## Work to be completed
All lines containing the string "segment" must be copied from the entries.

[[ Supplied records open ]]

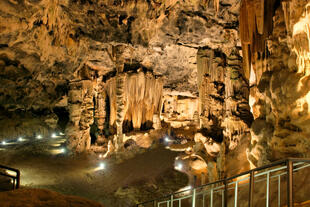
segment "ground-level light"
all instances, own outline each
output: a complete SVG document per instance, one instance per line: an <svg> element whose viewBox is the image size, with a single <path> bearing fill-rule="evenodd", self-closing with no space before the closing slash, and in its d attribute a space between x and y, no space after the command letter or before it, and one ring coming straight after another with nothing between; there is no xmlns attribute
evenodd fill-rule
<svg viewBox="0 0 310 207"><path fill-rule="evenodd" d="M53 133L51 137L56 138L57 137L56 133Z"/></svg>
<svg viewBox="0 0 310 207"><path fill-rule="evenodd" d="M183 164L182 163L176 164L175 169L182 170L183 169Z"/></svg>
<svg viewBox="0 0 310 207"><path fill-rule="evenodd" d="M2 144L2 145L6 145L6 141L2 141L1 144Z"/></svg>
<svg viewBox="0 0 310 207"><path fill-rule="evenodd" d="M99 163L99 170L103 170L103 169L105 169L105 163L100 162Z"/></svg>
<svg viewBox="0 0 310 207"><path fill-rule="evenodd" d="M165 142L170 142L171 141L168 136L165 136L164 140L165 140Z"/></svg>
<svg viewBox="0 0 310 207"><path fill-rule="evenodd" d="M37 139L42 139L42 135L41 135L41 134L38 134L38 135L36 136L36 138L37 138Z"/></svg>
<svg viewBox="0 0 310 207"><path fill-rule="evenodd" d="M17 141L22 142L25 141L23 137L18 137Z"/></svg>

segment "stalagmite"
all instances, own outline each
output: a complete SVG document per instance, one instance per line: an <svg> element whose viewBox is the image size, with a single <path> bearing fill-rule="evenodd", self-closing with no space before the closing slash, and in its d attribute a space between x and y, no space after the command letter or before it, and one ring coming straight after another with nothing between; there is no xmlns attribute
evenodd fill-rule
<svg viewBox="0 0 310 207"><path fill-rule="evenodd" d="M106 93L105 91L100 90L96 96L96 106L95 106L95 122L99 129L99 135L97 137L97 143L104 143L104 128L105 128L105 119L106 119Z"/></svg>
<svg viewBox="0 0 310 207"><path fill-rule="evenodd" d="M90 147L90 125L93 123L93 83L82 80L70 83L69 114L70 121L66 128L68 147L82 152Z"/></svg>

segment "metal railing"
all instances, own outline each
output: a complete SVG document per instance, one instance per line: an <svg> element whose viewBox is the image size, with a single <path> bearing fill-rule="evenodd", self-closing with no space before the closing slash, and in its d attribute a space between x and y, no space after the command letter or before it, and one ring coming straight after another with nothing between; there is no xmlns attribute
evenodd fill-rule
<svg viewBox="0 0 310 207"><path fill-rule="evenodd" d="M182 201L187 200L186 206L200 207L200 206L228 206L228 199L234 199L233 203L229 206L238 206L238 192L239 188L248 186L247 201L248 206L254 206L254 186L259 182L266 182L266 203L265 206L270 206L270 182L271 180L276 180L277 182L277 205L280 207L285 204L287 207L293 207L294 197L293 197L293 173L300 171L301 169L310 167L310 159L305 158L288 158L285 160L280 160L262 167L258 167L238 175L232 176L230 178L225 178L223 180L218 180L216 182L208 183L193 189L176 192L155 200L143 202L137 204L137 207L152 206L152 207L174 207L177 204L178 207L182 207ZM263 172L260 172L263 171ZM286 202L282 201L281 196L281 178L286 177ZM282 179L283 180L283 179ZM228 192L233 191L233 195L228 196ZM186 195L184 195L186 194ZM220 196L218 195L220 194ZM206 203L205 197L208 195L209 203ZM221 197L221 204L214 204L214 196ZM199 199L198 199L199 198ZM244 199L244 198L243 198ZM197 201L200 201L198 203ZM281 203L282 201L282 203ZM260 204L260 206L263 206Z"/></svg>
<svg viewBox="0 0 310 207"><path fill-rule="evenodd" d="M12 189L18 189L20 187L20 171L11 167L0 165L0 176L10 178L12 180ZM1 189L1 186L0 186Z"/></svg>

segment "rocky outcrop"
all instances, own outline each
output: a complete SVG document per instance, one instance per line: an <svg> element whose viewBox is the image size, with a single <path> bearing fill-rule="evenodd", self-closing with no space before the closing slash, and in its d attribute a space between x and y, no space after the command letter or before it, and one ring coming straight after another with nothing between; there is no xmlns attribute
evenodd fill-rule
<svg viewBox="0 0 310 207"><path fill-rule="evenodd" d="M249 136L252 122L249 88L243 79L241 57L236 50L226 55L219 50L202 48L198 51L197 62L200 127L204 137L199 140L203 140L209 157L216 158L207 158L208 164L215 166L217 162L218 176L223 177L227 173L226 162L233 159L229 153L237 150L243 137ZM217 143L216 152L209 147L213 142ZM244 152L244 159L245 155Z"/></svg>
<svg viewBox="0 0 310 207"><path fill-rule="evenodd" d="M242 7L251 4L243 1ZM255 118L248 153L252 167L289 156L309 156L309 3L268 4L260 5L265 16L256 18L257 27L249 11L243 9L240 15Z"/></svg>
<svg viewBox="0 0 310 207"><path fill-rule="evenodd" d="M161 119L171 127L199 127L199 122L195 122L196 114L198 114L197 97L168 92L163 96Z"/></svg>
<svg viewBox="0 0 310 207"><path fill-rule="evenodd" d="M94 121L94 87L89 80L70 83L68 108L69 123L66 128L67 145L75 152L89 149L90 125Z"/></svg>
<svg viewBox="0 0 310 207"><path fill-rule="evenodd" d="M96 102L94 124L90 118L82 125L90 125L97 141L106 143L103 137L114 133L106 130L110 115L103 112L105 83L118 72L122 76L120 68L126 73L126 65L137 64L163 77L165 89L197 97L197 50L209 46L230 53L238 45L239 6L236 0L1 1L0 105L5 111L30 114L43 109L52 113L61 106L71 113L68 128L73 129L72 119L84 115L72 111L73 105L80 104L72 102L69 85L89 80ZM117 101L124 102L121 95ZM145 120L140 120L140 112L132 117L122 113L125 110L117 108L118 134L126 120L135 120L133 128L152 122L157 109L151 109ZM78 137L73 131L71 137Z"/></svg>

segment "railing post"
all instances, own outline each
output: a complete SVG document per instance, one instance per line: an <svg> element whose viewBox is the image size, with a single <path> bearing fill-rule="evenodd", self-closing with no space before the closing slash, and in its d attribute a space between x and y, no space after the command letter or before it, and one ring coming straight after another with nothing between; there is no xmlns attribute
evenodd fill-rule
<svg viewBox="0 0 310 207"><path fill-rule="evenodd" d="M210 191L210 207L213 207L213 188Z"/></svg>
<svg viewBox="0 0 310 207"><path fill-rule="evenodd" d="M170 202L171 202L170 206L173 207L173 194L171 194L171 196L170 196Z"/></svg>
<svg viewBox="0 0 310 207"><path fill-rule="evenodd" d="M287 161L287 206L293 207L293 162Z"/></svg>
<svg viewBox="0 0 310 207"><path fill-rule="evenodd" d="M222 190L222 207L224 207L225 198L224 198L224 190Z"/></svg>
<svg viewBox="0 0 310 207"><path fill-rule="evenodd" d="M254 171L250 173L250 189L249 189L249 207L253 207L253 199L254 199Z"/></svg>
<svg viewBox="0 0 310 207"><path fill-rule="evenodd" d="M192 207L196 207L196 188L193 189Z"/></svg>
<svg viewBox="0 0 310 207"><path fill-rule="evenodd" d="M227 180L224 180L224 207L227 207Z"/></svg>
<svg viewBox="0 0 310 207"><path fill-rule="evenodd" d="M20 187L20 171L16 171L16 189Z"/></svg>
<svg viewBox="0 0 310 207"><path fill-rule="evenodd" d="M203 193L202 194L202 206L203 207L205 206L205 197L206 197L206 195Z"/></svg>
<svg viewBox="0 0 310 207"><path fill-rule="evenodd" d="M278 207L281 207L281 177L278 176Z"/></svg>
<svg viewBox="0 0 310 207"><path fill-rule="evenodd" d="M236 184L235 184L235 207L237 207L238 205L238 180L236 181Z"/></svg>
<svg viewBox="0 0 310 207"><path fill-rule="evenodd" d="M269 207L269 181L270 181L270 172L267 172L267 180L266 180L266 207Z"/></svg>
<svg viewBox="0 0 310 207"><path fill-rule="evenodd" d="M156 200L153 200L153 207L156 207Z"/></svg>

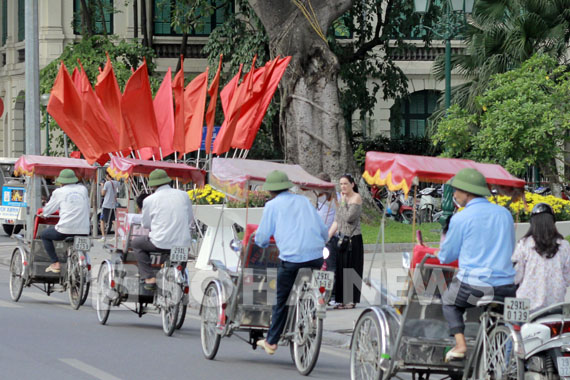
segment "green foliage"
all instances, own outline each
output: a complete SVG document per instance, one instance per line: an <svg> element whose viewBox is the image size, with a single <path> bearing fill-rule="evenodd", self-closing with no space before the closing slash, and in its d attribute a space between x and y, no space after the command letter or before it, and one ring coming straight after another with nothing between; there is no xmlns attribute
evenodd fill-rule
<svg viewBox="0 0 570 380"><path fill-rule="evenodd" d="M271 198L268 191L248 191L247 202L228 198L228 208L245 208L245 207L263 207L265 203Z"/></svg>
<svg viewBox="0 0 570 380"><path fill-rule="evenodd" d="M93 36L91 38L83 38L78 43L66 45L59 58L54 59L40 71L40 93L47 94L51 92L59 70L59 65L62 61L71 75L74 67L79 68L78 60L80 60L89 81L94 85L97 80L97 75L99 74L99 69L103 69L103 67L105 67L105 62L107 61L105 53L109 53L109 57L113 63L113 70L121 91L124 89L125 84L132 75L131 70L139 67L142 64L143 59L146 57L148 70L151 74L151 88L153 92L156 92L160 86L162 78L152 77L152 73L155 68L155 65L152 62L152 58L155 57L153 50L145 48L138 43L119 40L116 37ZM42 112L45 112L45 109L42 110ZM44 128L43 123L42 128ZM52 120L50 123L50 129L53 131L55 128L59 127L55 121ZM54 145L54 135L56 134L52 133L50 135L52 138L52 146ZM57 148L56 152L62 153L63 135L57 135L58 137L55 138L55 147ZM73 148L73 144L71 144L71 146L72 149L75 149Z"/></svg>
<svg viewBox="0 0 570 380"><path fill-rule="evenodd" d="M447 156L498 163L514 175L530 165L552 173L569 141L569 96L567 67L535 55L519 69L491 78L476 100L480 116L452 108L434 142Z"/></svg>
<svg viewBox="0 0 570 380"><path fill-rule="evenodd" d="M362 223L362 240L364 244L376 244L380 231L381 218L378 217L371 223ZM386 243L414 243L416 237L411 224L404 224L394 220L386 220L384 236ZM416 230L422 231L425 242L439 242L441 226L439 223L422 223L416 225Z"/></svg>
<svg viewBox="0 0 570 380"><path fill-rule="evenodd" d="M452 56L452 69L468 82L452 89L452 103L481 113L481 96L494 74L518 68L536 53L567 59L570 40L569 0L478 0L464 31L465 51ZM435 62L435 77L445 77L444 57ZM440 103L441 106L441 103ZM440 108L433 118L444 116Z"/></svg>

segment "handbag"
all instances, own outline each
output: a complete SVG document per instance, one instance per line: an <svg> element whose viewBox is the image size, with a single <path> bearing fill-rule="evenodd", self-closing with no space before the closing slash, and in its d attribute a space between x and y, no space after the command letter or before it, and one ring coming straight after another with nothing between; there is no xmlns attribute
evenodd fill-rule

[[ Supplied records closed ]]

## Answer box
segment "ground-level light"
segment "stalagmite"
segment "metal railing"
segment "rocky outcrop"
segment "railing post"
segment "green foliage"
segment "handbag"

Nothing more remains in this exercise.